▶ _What you are asked to do_:
Below are some records; reproduce every one of them exactly.

(Dataset entries)
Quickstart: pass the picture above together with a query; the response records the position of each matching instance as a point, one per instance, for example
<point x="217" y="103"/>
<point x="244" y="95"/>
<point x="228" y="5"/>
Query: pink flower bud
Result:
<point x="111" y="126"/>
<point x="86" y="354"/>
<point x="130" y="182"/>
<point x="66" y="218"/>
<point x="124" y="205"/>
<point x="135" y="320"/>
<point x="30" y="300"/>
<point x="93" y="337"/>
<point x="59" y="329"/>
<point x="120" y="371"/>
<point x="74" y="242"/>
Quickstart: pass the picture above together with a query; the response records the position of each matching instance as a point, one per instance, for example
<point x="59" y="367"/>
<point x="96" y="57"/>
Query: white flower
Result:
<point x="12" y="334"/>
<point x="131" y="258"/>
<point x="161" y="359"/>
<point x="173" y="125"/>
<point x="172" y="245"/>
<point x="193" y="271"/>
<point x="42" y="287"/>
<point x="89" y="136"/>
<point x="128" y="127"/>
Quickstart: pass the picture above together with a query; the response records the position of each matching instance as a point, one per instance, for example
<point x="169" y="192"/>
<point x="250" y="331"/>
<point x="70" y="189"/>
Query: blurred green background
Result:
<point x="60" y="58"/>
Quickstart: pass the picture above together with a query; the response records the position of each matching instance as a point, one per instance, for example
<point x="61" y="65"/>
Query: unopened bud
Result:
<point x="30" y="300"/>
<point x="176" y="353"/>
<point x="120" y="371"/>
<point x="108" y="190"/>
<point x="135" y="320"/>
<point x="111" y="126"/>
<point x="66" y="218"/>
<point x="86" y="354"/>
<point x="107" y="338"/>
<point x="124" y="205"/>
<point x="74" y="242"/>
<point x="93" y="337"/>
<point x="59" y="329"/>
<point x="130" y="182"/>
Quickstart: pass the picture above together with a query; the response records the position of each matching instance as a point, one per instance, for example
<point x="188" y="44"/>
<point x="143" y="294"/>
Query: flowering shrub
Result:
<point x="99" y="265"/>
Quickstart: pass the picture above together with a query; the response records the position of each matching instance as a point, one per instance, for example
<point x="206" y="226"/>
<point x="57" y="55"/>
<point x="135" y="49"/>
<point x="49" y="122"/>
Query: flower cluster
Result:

▶ _Written response_:
Quickstart: pass the picture above together with a query; the response records the position of each matching instance as a point, one per instance, for example
<point x="217" y="103"/>
<point x="244" y="95"/>
<point x="228" y="5"/>
Query: pink flower bud
Result:
<point x="111" y="126"/>
<point x="86" y="354"/>
<point x="130" y="182"/>
<point x="66" y="218"/>
<point x="124" y="205"/>
<point x="135" y="320"/>
<point x="30" y="300"/>
<point x="93" y="337"/>
<point x="59" y="329"/>
<point x="120" y="371"/>
<point x="74" y="242"/>
Quickstart: pass the picture above together with a query; the response records the position of each matching instance as a point, one per instance, for example
<point x="59" y="367"/>
<point x="96" y="57"/>
Query: white flower
Result:
<point x="12" y="334"/>
<point x="131" y="258"/>
<point x="161" y="359"/>
<point x="173" y="125"/>
<point x="172" y="245"/>
<point x="193" y="271"/>
<point x="42" y="287"/>
<point x="89" y="136"/>
<point x="128" y="127"/>
Quickstart: pass the picture above together with a query; the response records the position of each matching instance as a point, one per instance, for example
<point x="169" y="192"/>
<point x="250" y="331"/>
<point x="70" y="189"/>
Query: blurred green background
Result:
<point x="60" y="58"/>
Quickstart: pass the picture above together with a query; the response records the position of each matching instance as a point, one per instance, for example
<point x="61" y="65"/>
Query: unopened bud
Result:
<point x="30" y="300"/>
<point x="176" y="353"/>
<point x="120" y="371"/>
<point x="108" y="190"/>
<point x="135" y="320"/>
<point x="111" y="126"/>
<point x="66" y="218"/>
<point x="86" y="354"/>
<point x="107" y="338"/>
<point x="124" y="205"/>
<point x="74" y="242"/>
<point x="93" y="337"/>
<point x="59" y="329"/>
<point x="130" y="182"/>
Quickstart: pass the picture above together with a query; the response records the position of each matching instance as a point, one per instance, for example
<point x="188" y="44"/>
<point x="143" y="294"/>
Query: flowering shrub
Result:
<point x="99" y="265"/>
Quickstart: pass the picture above together with a query; the response records the position of each matching instance as a point, one per instance, for example
<point x="206" y="226"/>
<point x="57" y="55"/>
<point x="135" y="49"/>
<point x="49" y="122"/>
Query: flower cluster
Result:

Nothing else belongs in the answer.